• [TASK INSTRUCTIONS] Write out the entries below in full, exactly as given.

• [GIVEN DATA]
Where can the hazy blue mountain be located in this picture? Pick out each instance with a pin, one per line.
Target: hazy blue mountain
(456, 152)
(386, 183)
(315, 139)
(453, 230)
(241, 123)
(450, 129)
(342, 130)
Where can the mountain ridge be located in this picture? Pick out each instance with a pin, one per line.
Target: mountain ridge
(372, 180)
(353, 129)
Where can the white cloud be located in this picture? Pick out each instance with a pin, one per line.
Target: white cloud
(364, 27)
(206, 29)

• [YOUR SOLUTION]
Where can the hazy blue mountain be located in this picture? Pick out each instance with a pin, one per line.
Target: hazy blue mountain
(456, 152)
(386, 183)
(315, 139)
(453, 230)
(241, 123)
(450, 129)
(342, 130)
Where can the mountain ridge be located in this picture? Pick out each instance with a pin, one per line.
Target: mountain ridge
(372, 180)
(353, 129)
Where can the white cloud be located in this picture? Pick out each instance with a pin, one per line.
Target: white cloud
(364, 27)
(206, 29)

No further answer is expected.